Note: HRES and Ensemble Control Forecast are scientifically, structurally and computationally identical.  With effect from Cy49r1, Ensemble Control Forecast output is equivalent to HRES output where shown in the diagrams.   At the time of the diagrams, HRES had resolution of 9km and ensemble members had a resolution of 18km.

Structure of the lower atmosphere and boundary layer

Modelling the structure of the lowest, near surface, layers is very important for analysis and forecasting, especially for cold temperatures at 2m.  For this reason there are many model levels in the boundary layer.   Capturing the structure of the temperature and moisture can be difficult and often imprecise.  The structure is particularly difficult to define where there are low level inversions or complex orography.  Modelling wind shear and mixing processes also has an impact.

Forecasting the development and persistence of cloud is very important.  Cloud coverage affects both the albedo and radiative balance between surface and boundary layer air.  

Cloud containing super-cooled liquid water is often observed by aircraft and by remote sensing.  But the processes and consequent effects associated with super-cooled liquid water in the cloud are difficult to model precisely because:

• super-cooled liquid water is important for radiation considerations.
• super-cooled liquid water can increase cloud lifetime (liquid drops can remain suspended while ice crystals grow and fall out).
• there is a fine balance between turbulent production of water droplets, nucleation of ice, deposition growth and fallout.
• there are uncertainties in turbulent mixing, ice microphysics, vertical resolution.

The structure of the boundary layer is crucial.  This is particularly so where there is a well-marked inversion, with or without a sharp change in humidity.  Users should note:

• stratocumulus tends to be under-predicted over land in anti-cyclones or may dissipate too quickly.

• incorrect definition of the boundary layer in the physics schemes can mean incorrect identification, formation or dispersal of low cloud.
• observed, analysed and forecast temperatures can be very different to one another in hilly or mountainous regions.

(TASK PROMPT):
Render this sentence from the boundary layer text in Spanish: "Cloud coverage affects both the albedo and radiative balance between surface and boundary layer air."

(INFORMATION):

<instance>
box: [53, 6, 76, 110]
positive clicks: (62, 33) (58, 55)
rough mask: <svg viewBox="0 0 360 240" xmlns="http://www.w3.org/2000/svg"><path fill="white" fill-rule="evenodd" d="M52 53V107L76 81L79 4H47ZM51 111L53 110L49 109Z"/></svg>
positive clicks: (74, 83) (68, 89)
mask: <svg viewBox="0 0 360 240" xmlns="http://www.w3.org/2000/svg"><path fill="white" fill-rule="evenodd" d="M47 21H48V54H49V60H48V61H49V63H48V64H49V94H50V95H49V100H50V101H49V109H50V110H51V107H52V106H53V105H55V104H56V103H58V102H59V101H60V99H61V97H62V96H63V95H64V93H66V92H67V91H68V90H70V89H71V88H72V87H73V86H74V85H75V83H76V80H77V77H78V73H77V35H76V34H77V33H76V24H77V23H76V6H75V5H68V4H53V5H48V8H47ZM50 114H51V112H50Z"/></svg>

(TASK RESPONSE):
La cobertura nubosa afecta tanto al albedo como al equilibrio radiativo entre la superficie y el aire de la capa límite.